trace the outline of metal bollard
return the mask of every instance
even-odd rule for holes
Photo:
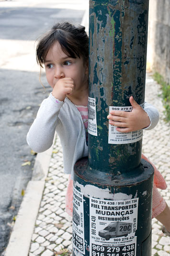
[[[150,256],[154,169],[142,131],[117,132],[109,110],[144,102],[148,0],[90,1],[89,157],[75,165],[73,255]]]

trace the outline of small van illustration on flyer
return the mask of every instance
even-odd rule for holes
[[[114,221],[111,222],[104,229],[99,232],[99,235],[109,240],[110,238],[127,236],[132,231],[132,223]]]

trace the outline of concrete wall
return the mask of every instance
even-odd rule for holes
[[[147,67],[170,84],[170,0],[150,0]]]

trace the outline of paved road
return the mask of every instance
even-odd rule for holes
[[[34,41],[57,21],[80,24],[86,0],[0,1],[0,255],[10,223],[32,177],[34,156],[26,142],[39,105],[50,88],[39,82]],[[68,18],[69,13],[69,18]],[[22,166],[30,161],[30,165]]]

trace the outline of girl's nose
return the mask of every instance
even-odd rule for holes
[[[55,70],[55,77],[57,79],[64,78],[65,77],[64,73],[62,69],[57,68]]]

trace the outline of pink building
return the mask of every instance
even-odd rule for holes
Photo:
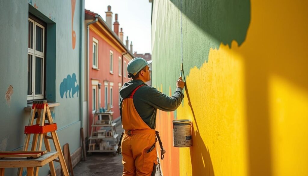
[[[123,42],[122,29],[119,31],[117,14],[112,27],[111,7],[106,13],[106,22],[98,14],[85,11],[85,24],[88,26],[89,125],[92,114],[99,108],[107,108],[110,105],[114,112],[114,119],[120,117],[119,91],[124,83],[128,81],[126,68],[134,57],[128,50],[128,39]],[[97,21],[96,21],[97,20]],[[91,127],[89,126],[89,130]]]

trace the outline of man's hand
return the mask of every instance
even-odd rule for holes
[[[181,88],[183,89],[185,85],[185,82],[183,81],[182,77],[180,76],[179,78],[179,80],[176,81],[176,88]]]

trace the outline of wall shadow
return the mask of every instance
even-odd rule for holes
[[[199,176],[201,173],[205,173],[206,176],[214,176],[214,169],[209,151],[208,149],[201,137],[198,126],[197,119],[192,107],[192,105],[189,97],[188,88],[186,84],[185,72],[183,71],[183,76],[185,82],[185,90],[188,101],[188,105],[192,114],[196,127],[192,125],[192,146],[189,147],[190,160],[192,164],[192,176]],[[194,133],[193,132],[195,131]],[[203,165],[203,163],[204,165]]]

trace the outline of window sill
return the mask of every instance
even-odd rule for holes
[[[26,107],[25,107],[25,111],[30,111],[31,109],[32,108],[32,104],[31,104]],[[59,105],[60,103],[48,103],[48,106],[49,107],[49,108],[58,106]]]

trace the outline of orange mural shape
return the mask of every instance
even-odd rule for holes
[[[160,89],[158,88],[158,90]],[[162,90],[162,88],[161,88]],[[171,88],[169,88],[169,95],[171,96]],[[166,153],[163,160],[160,161],[161,170],[164,175],[180,175],[180,149],[173,146],[173,128],[172,121],[174,119],[173,112],[165,112],[157,109],[156,123],[157,131],[161,137]],[[160,152],[158,151],[159,156]]]
[[[76,5],[76,0],[71,0],[72,3],[72,42],[73,49],[75,49],[76,44],[76,34],[75,31],[73,30],[74,20],[74,14],[75,12],[75,6]]]

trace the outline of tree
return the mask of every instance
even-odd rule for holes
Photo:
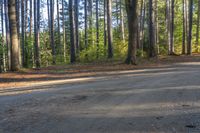
[[[199,46],[200,0],[198,0],[196,47]]]
[[[192,54],[192,23],[193,23],[193,0],[189,1],[189,27],[188,27],[188,42],[187,42],[187,54]]]
[[[75,55],[75,23],[74,23],[74,1],[69,0],[69,20],[70,20],[70,62],[74,63],[76,61]]]
[[[54,0],[50,0],[50,41],[53,56],[53,64],[56,64],[56,48],[54,40]]]
[[[66,36],[65,36],[65,15],[64,15],[64,0],[62,0],[62,22],[63,22],[63,57],[66,62]]]
[[[107,0],[108,58],[113,57],[112,0]]]
[[[183,35],[182,35],[182,54],[185,54],[185,36],[186,36],[186,31],[187,31],[187,15],[186,15],[186,0],[182,0],[183,6]]]
[[[79,0],[75,0],[75,40],[76,40],[76,52],[79,52]]]
[[[35,64],[40,68],[40,0],[34,0],[34,34],[35,34]]]
[[[60,34],[60,6],[59,0],[57,0],[57,25],[58,25],[58,48],[59,54],[61,54],[61,34]]]
[[[85,14],[85,47],[88,47],[88,15],[87,15],[87,0],[84,3],[84,14]]]
[[[19,43],[17,35],[17,21],[16,21],[16,9],[15,0],[8,0],[8,14],[10,25],[10,38],[11,38],[11,70],[18,71],[20,69],[19,64]]]
[[[97,58],[99,58],[99,1],[96,0],[96,45]]]
[[[128,17],[128,54],[127,64],[136,64],[136,46],[137,46],[137,8],[138,0],[126,0],[126,12]]]
[[[125,43],[125,33],[124,33],[124,11],[122,8],[123,5],[123,0],[120,0],[120,32],[121,32],[121,39],[123,41],[123,43]]]
[[[153,0],[149,0],[149,57],[156,57],[155,23],[153,16]]]

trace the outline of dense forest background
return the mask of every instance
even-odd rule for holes
[[[0,71],[197,53],[200,0],[1,0]]]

· · · · ·

Can you write out all the entries above again, substituting "draw a polygon around" for "trace the outline of" wherever it occurs, changing nothing else, and leaving out the pictures?

__The output__:
draw a polygon around metal bollard
return the mask of every instance
even-odd rule for holes
Photo:
[[[150,256],[154,169],[142,131],[117,132],[109,110],[144,102],[148,0],[90,1],[89,157],[75,165],[73,255]]]

draw a polygon around small van illustration on flyer
return the mask of every instance
even-odd rule for holes
[[[114,221],[111,222],[104,229],[99,232],[99,235],[109,240],[110,238],[127,236],[132,231],[132,223]]]

draw a polygon around concrete wall
return the mask of every instance
even-odd rule for holes
[[[147,67],[170,84],[170,0],[150,0]]]

draw a polygon around paved road
return the mask of every instance
even-odd rule for holes
[[[34,41],[57,21],[80,24],[86,0],[0,1],[0,255],[10,223],[32,177],[34,156],[26,142],[39,105],[50,88],[39,82]],[[68,18],[69,13],[69,18]],[[22,166],[30,161],[30,165]]]

draw a polygon around girl's nose
return the mask of every instance
even-odd rule for holes
[[[55,70],[55,77],[57,79],[64,78],[65,77],[64,73],[62,69],[57,68]]]

draw a polygon around pink building
return the mask of every instance
even-odd rule for holes
Photo:
[[[123,42],[122,29],[119,31],[117,14],[112,27],[111,7],[106,13],[106,22],[98,14],[85,11],[85,24],[88,26],[89,125],[92,114],[99,108],[107,108],[110,105],[114,112],[114,119],[120,117],[119,91],[124,83],[128,81],[126,68],[134,57],[128,50],[128,39]],[[97,21],[96,21],[97,20]],[[91,127],[89,126],[89,130]]]

draw a polygon around man's hand
return the mask of every instance
even-odd rule for holes
[[[181,88],[183,89],[185,85],[185,82],[183,81],[182,77],[180,76],[179,78],[179,80],[176,81],[176,88]]]

draw a polygon around wall shadow
return the mask of every instance
even-odd rule for holes
[[[199,176],[201,173],[205,173],[206,176],[214,176],[214,169],[209,151],[208,149],[201,137],[198,126],[197,119],[192,107],[192,105],[189,97],[188,88],[186,84],[185,72],[183,71],[183,76],[185,82],[185,90],[188,101],[188,105],[192,114],[196,127],[192,125],[192,146],[189,147],[190,160],[192,164],[192,176]],[[194,133],[193,132],[195,131]],[[203,165],[203,163],[204,165]]]

draw a polygon around window sill
return the mask of every instance
even-odd rule for holes
[[[26,107],[25,107],[25,111],[30,111],[31,109],[32,108],[32,104],[31,104]],[[59,105],[60,103],[48,103],[48,106],[49,107],[49,108],[58,106]]]

draw a polygon around orange mural shape
return the mask of every instance
even-odd rule for holes
[[[160,89],[158,88],[158,90]],[[162,90],[162,88],[161,88]],[[171,88],[169,88],[169,95],[171,96]],[[166,153],[163,160],[160,161],[161,170],[164,175],[180,175],[180,149],[173,146],[173,128],[172,121],[174,119],[173,112],[165,112],[157,109],[156,123],[157,131],[161,137]],[[160,152],[158,151],[159,156]]]
[[[76,5],[76,0],[71,0],[72,3],[72,42],[73,49],[75,49],[76,44],[76,34],[75,31],[73,30],[74,20],[74,14],[75,12],[75,6]]]

draw a polygon around tree
return the mask of every instance
even-odd rule for holes
Photo:
[[[199,46],[200,0],[198,0],[196,47]]]
[[[192,54],[192,23],[193,23],[193,0],[189,1],[189,27],[188,27],[188,42],[187,42],[187,54]]]
[[[75,55],[75,23],[74,23],[74,1],[69,0],[69,20],[70,20],[70,62],[74,63],[76,61]]]
[[[54,0],[50,0],[50,41],[53,56],[53,64],[56,64],[56,48],[54,40]]]
[[[66,36],[65,36],[65,15],[64,15],[64,0],[62,0],[62,22],[63,22],[63,57],[66,62]]]
[[[107,0],[108,58],[113,57],[112,0]]]
[[[183,35],[182,35],[182,54],[185,54],[185,36],[186,36],[186,31],[187,31],[187,15],[186,15],[186,0],[182,0],[183,6]]]
[[[79,0],[75,0],[75,40],[76,40],[76,52],[79,52]]]
[[[35,64],[40,68],[40,0],[34,0],[34,34],[35,34]]]
[[[60,34],[60,6],[59,0],[57,0],[57,25],[58,25],[58,48],[59,54],[61,54],[61,34]]]
[[[85,14],[85,47],[88,47],[88,15],[87,15],[87,0],[84,3],[84,14]]]
[[[19,43],[17,35],[17,21],[16,21],[16,9],[15,0],[8,0],[8,14],[10,25],[10,38],[11,38],[11,70],[18,71],[20,69],[19,64]]]
[[[97,58],[99,58],[99,1],[96,0],[96,45]]]
[[[128,17],[128,54],[127,64],[136,64],[136,46],[137,46],[137,8],[138,0],[126,0],[126,12]]]
[[[125,43],[125,33],[124,33],[124,11],[122,8],[123,5],[123,0],[120,0],[120,32],[121,32],[121,39],[123,41],[123,43]]]
[[[153,0],[149,0],[149,57],[156,57],[155,23],[153,16]]]

draw a polygon around dense forest background
return the mask of every instance
even-odd rule for holes
[[[0,71],[197,53],[200,0],[1,0]]]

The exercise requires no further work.